Starting at the line of the records below that contains "the blue sky" and stopping after the line that contains "of the distant", format those lines as a JSON list of strings. Use one string per line and omit blank lines.

[BEGIN Data shown]

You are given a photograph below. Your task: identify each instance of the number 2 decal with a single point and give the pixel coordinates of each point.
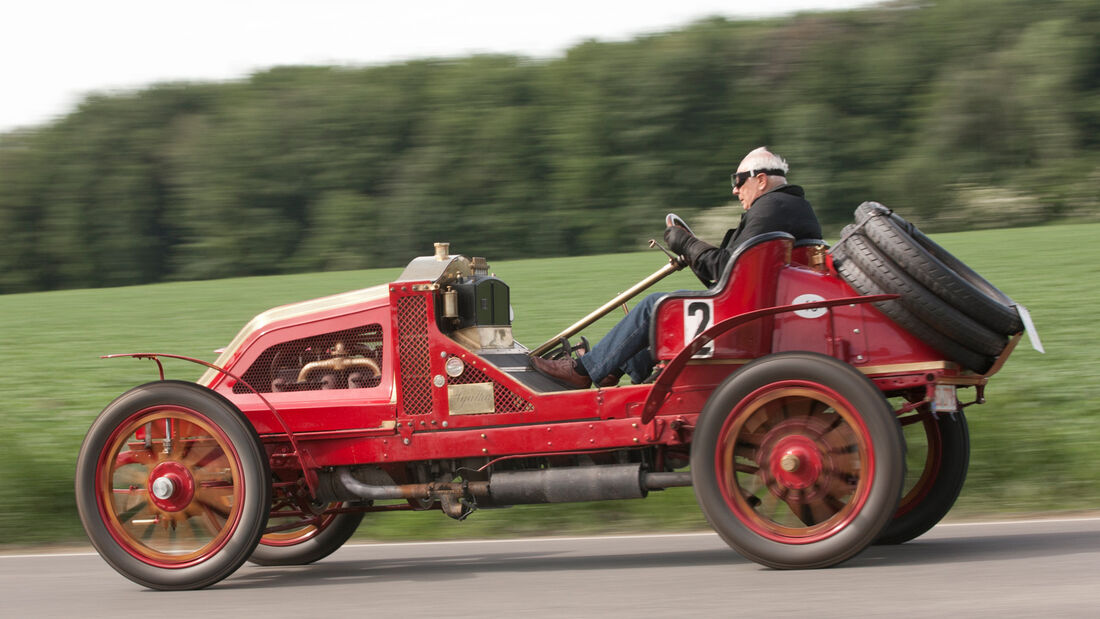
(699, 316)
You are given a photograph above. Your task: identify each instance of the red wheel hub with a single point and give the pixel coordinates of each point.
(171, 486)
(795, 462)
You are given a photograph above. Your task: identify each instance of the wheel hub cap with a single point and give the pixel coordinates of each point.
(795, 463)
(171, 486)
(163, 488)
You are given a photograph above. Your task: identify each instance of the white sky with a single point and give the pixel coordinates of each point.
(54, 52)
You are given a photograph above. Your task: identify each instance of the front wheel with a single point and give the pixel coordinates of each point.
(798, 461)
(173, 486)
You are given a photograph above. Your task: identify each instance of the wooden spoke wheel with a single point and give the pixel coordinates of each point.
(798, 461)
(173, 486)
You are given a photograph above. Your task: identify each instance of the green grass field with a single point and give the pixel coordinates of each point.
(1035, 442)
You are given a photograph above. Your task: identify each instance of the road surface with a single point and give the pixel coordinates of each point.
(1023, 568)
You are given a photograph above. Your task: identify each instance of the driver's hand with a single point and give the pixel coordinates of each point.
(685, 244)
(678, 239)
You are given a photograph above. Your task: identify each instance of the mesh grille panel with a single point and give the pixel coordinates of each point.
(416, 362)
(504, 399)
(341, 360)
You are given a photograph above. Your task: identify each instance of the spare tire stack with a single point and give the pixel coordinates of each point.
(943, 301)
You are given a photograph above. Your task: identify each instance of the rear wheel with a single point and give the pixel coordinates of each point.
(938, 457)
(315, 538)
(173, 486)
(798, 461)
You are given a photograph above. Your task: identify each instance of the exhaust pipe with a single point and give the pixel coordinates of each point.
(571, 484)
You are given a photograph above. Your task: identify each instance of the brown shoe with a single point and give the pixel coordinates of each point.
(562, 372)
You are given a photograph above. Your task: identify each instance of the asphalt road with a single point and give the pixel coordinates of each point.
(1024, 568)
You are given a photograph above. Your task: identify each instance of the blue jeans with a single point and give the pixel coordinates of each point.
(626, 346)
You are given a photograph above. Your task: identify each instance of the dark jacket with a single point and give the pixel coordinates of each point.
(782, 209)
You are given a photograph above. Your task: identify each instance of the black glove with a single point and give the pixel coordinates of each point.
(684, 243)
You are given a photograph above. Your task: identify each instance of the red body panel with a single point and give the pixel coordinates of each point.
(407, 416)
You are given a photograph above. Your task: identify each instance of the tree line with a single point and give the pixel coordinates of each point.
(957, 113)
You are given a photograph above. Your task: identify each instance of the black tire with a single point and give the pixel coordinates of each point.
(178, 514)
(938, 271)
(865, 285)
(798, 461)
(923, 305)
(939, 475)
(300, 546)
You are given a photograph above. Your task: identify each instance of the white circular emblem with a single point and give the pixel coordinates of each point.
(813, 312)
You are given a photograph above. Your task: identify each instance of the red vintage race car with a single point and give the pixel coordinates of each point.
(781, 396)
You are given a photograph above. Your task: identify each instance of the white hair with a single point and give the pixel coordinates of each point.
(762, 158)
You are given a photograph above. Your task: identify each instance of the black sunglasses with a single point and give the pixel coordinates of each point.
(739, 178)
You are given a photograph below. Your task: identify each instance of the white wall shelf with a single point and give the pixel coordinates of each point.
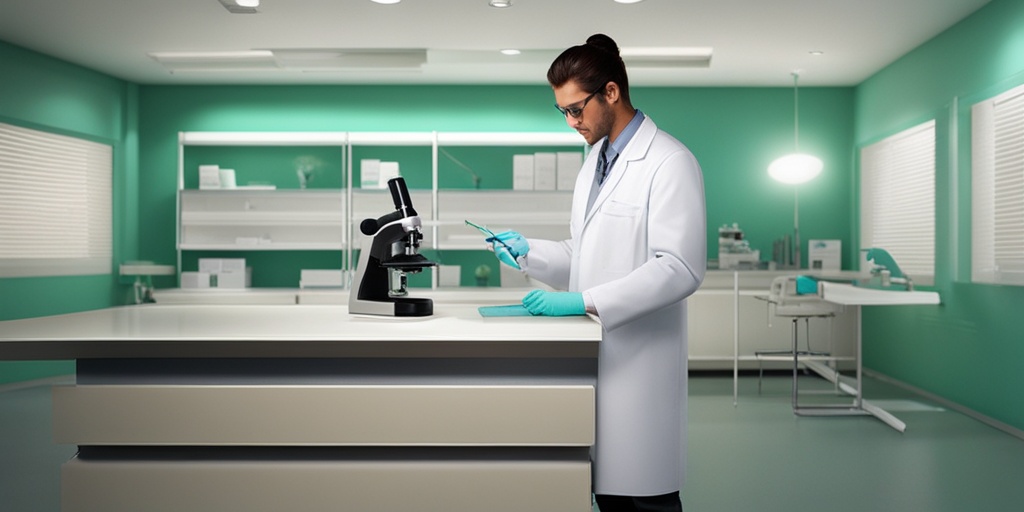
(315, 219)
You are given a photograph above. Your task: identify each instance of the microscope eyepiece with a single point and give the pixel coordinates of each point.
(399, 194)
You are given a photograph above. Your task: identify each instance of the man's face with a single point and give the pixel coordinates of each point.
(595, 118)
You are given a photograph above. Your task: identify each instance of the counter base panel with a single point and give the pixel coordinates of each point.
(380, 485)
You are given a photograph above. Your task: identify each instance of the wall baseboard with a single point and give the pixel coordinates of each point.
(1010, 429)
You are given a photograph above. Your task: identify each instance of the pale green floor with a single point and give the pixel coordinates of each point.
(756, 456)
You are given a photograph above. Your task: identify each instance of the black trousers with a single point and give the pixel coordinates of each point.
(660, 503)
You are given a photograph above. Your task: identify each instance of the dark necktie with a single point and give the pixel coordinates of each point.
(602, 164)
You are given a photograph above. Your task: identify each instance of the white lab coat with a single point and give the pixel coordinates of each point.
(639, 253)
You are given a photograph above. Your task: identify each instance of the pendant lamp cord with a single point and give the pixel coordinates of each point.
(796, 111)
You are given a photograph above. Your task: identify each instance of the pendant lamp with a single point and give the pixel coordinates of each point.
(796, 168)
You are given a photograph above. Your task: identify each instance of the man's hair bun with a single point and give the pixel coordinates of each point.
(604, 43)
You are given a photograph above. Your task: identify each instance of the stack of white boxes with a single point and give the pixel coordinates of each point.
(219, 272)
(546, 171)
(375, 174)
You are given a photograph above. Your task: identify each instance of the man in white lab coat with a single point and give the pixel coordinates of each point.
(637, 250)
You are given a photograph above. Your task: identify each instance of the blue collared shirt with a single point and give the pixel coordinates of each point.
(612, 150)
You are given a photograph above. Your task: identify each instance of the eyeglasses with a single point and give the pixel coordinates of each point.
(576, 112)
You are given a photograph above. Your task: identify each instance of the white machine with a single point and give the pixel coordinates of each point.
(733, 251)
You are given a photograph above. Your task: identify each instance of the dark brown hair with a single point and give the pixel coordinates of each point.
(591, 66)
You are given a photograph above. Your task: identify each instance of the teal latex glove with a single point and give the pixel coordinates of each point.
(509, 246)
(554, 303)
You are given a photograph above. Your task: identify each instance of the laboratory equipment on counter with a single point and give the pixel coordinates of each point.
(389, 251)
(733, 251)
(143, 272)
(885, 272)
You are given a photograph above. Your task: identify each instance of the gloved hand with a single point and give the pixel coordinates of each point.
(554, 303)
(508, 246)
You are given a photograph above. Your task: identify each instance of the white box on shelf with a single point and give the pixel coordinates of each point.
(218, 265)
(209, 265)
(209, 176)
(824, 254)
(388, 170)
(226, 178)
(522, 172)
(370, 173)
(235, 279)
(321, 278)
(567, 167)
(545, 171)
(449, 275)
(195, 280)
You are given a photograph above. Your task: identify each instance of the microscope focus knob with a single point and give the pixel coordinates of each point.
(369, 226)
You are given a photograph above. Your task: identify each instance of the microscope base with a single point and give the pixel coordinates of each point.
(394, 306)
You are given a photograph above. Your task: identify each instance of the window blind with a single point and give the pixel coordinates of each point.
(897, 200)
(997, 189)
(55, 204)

[END Data shown]
[BEGIN Data shown]

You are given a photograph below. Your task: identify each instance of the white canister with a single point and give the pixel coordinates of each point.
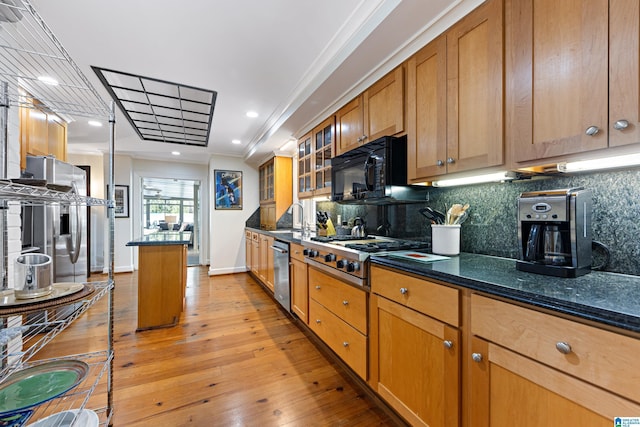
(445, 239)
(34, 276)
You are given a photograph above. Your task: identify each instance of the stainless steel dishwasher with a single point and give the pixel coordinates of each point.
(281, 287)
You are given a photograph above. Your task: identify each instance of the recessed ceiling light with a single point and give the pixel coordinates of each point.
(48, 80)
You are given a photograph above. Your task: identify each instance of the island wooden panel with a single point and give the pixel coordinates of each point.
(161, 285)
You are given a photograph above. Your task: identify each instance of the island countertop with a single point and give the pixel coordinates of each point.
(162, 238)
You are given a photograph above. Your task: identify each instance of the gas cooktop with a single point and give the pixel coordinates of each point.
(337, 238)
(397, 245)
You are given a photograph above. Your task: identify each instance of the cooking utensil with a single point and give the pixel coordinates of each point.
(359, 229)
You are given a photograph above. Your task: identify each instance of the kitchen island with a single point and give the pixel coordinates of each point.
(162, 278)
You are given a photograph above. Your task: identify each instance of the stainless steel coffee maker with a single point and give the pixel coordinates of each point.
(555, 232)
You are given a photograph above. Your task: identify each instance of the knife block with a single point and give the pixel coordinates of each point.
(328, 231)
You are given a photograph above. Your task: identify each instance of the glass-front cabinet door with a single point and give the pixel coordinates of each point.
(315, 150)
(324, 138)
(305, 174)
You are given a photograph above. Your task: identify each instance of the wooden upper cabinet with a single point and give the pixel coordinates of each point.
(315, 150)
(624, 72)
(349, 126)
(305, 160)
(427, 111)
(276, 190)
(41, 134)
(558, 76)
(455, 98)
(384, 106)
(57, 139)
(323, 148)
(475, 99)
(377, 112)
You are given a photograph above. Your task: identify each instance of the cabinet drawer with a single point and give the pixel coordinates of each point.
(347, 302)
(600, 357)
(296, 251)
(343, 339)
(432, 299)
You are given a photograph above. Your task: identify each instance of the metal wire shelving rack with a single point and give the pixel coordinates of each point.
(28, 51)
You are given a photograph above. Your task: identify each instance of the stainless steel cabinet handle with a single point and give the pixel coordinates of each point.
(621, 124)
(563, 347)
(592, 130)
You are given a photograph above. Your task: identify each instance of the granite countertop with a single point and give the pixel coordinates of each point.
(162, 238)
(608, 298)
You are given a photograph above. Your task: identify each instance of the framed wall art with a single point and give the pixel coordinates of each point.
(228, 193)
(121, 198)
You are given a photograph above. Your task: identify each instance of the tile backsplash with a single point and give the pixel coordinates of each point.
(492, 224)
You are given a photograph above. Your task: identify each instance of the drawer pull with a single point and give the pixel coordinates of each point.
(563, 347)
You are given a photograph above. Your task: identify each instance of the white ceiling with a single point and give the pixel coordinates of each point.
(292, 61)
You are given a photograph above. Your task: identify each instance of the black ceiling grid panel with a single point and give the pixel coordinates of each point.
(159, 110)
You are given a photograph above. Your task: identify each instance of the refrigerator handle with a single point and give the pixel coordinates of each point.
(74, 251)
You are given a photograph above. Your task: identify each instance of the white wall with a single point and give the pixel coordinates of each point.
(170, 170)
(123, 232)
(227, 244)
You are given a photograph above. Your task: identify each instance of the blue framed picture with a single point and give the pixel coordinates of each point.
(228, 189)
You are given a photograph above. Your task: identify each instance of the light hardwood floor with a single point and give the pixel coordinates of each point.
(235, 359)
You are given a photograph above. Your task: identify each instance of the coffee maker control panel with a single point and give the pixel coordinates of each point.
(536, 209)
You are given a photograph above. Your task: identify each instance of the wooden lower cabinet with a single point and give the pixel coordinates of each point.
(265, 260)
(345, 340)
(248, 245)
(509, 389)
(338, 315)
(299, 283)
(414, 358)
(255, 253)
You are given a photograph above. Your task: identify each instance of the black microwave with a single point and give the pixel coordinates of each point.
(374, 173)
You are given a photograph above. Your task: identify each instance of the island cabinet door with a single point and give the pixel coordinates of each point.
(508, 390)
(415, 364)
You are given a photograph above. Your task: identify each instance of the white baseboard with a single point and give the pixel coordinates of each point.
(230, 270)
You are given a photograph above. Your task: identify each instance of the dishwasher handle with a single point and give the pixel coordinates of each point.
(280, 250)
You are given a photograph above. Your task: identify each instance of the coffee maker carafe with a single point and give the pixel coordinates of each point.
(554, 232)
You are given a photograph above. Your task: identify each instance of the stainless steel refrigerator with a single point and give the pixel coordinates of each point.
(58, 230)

[END Data shown]
[BEGIN Data shown]

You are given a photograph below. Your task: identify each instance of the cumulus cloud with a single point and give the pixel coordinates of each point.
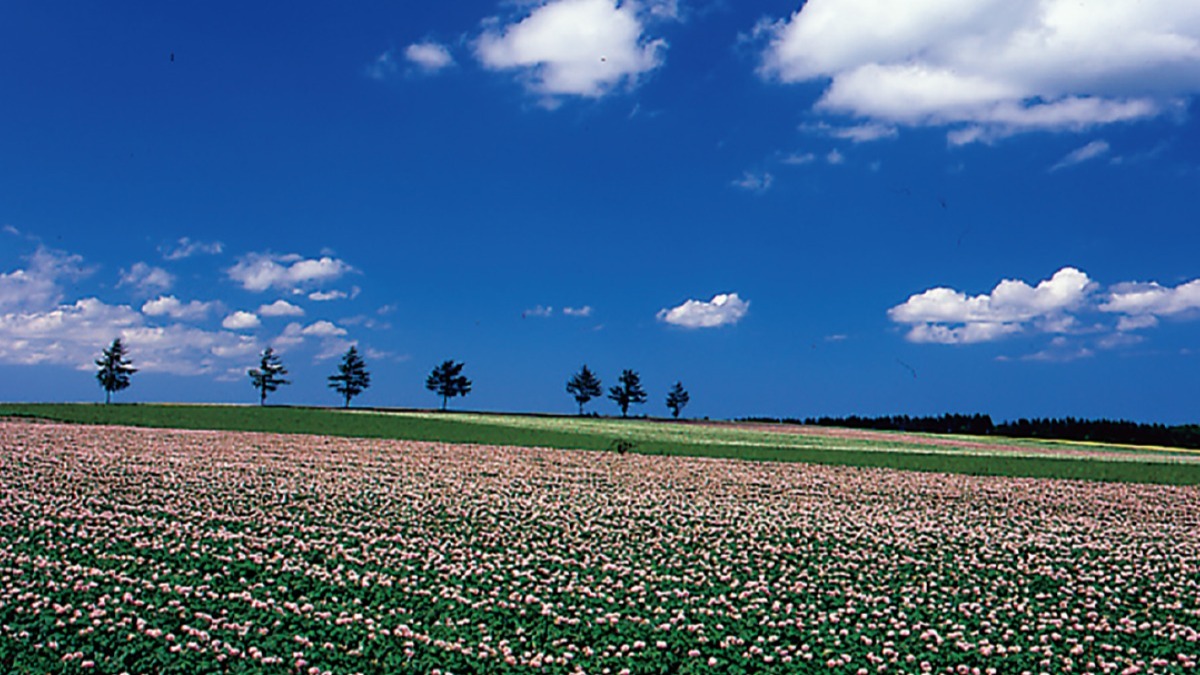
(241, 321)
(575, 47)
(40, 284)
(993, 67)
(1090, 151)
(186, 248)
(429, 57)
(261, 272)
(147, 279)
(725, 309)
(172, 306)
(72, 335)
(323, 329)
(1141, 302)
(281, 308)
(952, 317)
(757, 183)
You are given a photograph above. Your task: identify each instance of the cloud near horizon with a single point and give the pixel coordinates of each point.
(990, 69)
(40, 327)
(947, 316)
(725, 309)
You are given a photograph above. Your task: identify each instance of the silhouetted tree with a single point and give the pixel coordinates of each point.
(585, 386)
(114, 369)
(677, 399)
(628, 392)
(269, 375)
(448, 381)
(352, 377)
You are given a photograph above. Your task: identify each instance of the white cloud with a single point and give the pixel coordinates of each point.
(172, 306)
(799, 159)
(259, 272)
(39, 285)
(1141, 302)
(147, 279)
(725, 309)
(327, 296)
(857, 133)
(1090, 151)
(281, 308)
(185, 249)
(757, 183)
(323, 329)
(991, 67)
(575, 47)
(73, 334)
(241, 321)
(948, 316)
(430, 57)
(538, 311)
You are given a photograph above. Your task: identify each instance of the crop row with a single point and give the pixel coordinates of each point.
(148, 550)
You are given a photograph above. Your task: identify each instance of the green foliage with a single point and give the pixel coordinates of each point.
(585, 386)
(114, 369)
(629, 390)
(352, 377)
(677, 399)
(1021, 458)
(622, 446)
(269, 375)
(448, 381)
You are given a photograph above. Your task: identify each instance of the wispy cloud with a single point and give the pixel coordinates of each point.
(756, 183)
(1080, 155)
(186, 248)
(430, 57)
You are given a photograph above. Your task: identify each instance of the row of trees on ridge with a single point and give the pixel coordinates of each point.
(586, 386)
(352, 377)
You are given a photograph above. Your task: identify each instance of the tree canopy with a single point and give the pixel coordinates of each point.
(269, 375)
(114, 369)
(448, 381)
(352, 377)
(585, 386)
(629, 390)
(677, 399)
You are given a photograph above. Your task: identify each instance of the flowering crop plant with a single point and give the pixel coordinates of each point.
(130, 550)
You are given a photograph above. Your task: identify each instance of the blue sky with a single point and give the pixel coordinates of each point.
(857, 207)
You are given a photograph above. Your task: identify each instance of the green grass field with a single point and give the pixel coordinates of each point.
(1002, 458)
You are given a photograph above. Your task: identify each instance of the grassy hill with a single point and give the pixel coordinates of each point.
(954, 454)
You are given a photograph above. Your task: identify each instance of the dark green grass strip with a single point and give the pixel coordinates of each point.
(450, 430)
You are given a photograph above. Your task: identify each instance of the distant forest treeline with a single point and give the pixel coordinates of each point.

[END Data shown]

■ Result of this exercise ■
[
  "You are given a photograph above. Your task: identify each instance of the blue sky with a single point and give the pixel coordinates of each point.",
  "(857, 207)",
  "You are given a photograph above. Your task: identify each instance of the green grass field with a single point and give the pixel coordinates of each point.",
  "(1002, 458)",
  "You are given a photograph above. Your task: identify each instance of the grassy hill with a single point and give the pixel coordinates of each point.",
  "(954, 454)",
  "You are given a photograph above. Your task: identify each instance of the dark green grass strip with a single point and give the pixel coordinates of each point.",
  "(450, 430)",
  "You are given a photograph above. Your task: identify each instance of the distant forest treeline with a single point and give the pixel coordinates of each point."
]